##### Dataset records #####
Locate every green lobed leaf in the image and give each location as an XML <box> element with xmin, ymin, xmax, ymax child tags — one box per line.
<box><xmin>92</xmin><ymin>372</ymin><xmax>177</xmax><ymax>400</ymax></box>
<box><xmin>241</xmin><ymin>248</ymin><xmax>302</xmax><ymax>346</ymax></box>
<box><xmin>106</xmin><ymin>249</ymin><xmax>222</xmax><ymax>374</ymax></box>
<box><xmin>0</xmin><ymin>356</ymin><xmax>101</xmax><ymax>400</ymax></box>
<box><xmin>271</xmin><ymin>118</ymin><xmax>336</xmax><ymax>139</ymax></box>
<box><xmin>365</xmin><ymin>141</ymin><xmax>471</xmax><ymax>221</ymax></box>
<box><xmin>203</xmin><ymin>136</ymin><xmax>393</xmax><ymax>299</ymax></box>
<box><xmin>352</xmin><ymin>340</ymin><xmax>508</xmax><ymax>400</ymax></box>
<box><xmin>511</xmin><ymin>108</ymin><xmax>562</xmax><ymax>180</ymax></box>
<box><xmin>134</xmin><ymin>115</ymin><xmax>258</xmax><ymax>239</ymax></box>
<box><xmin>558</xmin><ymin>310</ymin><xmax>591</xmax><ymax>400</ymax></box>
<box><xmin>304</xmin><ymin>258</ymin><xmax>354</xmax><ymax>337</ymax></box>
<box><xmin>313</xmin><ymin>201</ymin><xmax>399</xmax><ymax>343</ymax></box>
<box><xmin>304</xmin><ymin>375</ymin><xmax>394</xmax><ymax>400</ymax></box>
#####
[Request]:
Reproduce every line of the records above, character for character and in the same order.

[Response below]:
Locate every green lobed leaf in the image and give each location as an XML <box> element with xmin, ymin, xmax, ymax child tags — one box per line.
<box><xmin>92</xmin><ymin>372</ymin><xmax>177</xmax><ymax>400</ymax></box>
<box><xmin>241</xmin><ymin>248</ymin><xmax>302</xmax><ymax>346</ymax></box>
<box><xmin>106</xmin><ymin>249</ymin><xmax>222</xmax><ymax>374</ymax></box>
<box><xmin>0</xmin><ymin>356</ymin><xmax>101</xmax><ymax>400</ymax></box>
<box><xmin>271</xmin><ymin>118</ymin><xmax>336</xmax><ymax>139</ymax></box>
<box><xmin>365</xmin><ymin>141</ymin><xmax>471</xmax><ymax>221</ymax></box>
<box><xmin>203</xmin><ymin>136</ymin><xmax>393</xmax><ymax>299</ymax></box>
<box><xmin>352</xmin><ymin>340</ymin><xmax>508</xmax><ymax>400</ymax></box>
<box><xmin>511</xmin><ymin>108</ymin><xmax>562</xmax><ymax>180</ymax></box>
<box><xmin>134</xmin><ymin>115</ymin><xmax>258</xmax><ymax>239</ymax></box>
<box><xmin>558</xmin><ymin>310</ymin><xmax>591</xmax><ymax>400</ymax></box>
<box><xmin>304</xmin><ymin>258</ymin><xmax>354</xmax><ymax>337</ymax></box>
<box><xmin>313</xmin><ymin>201</ymin><xmax>399</xmax><ymax>343</ymax></box>
<box><xmin>304</xmin><ymin>375</ymin><xmax>394</xmax><ymax>400</ymax></box>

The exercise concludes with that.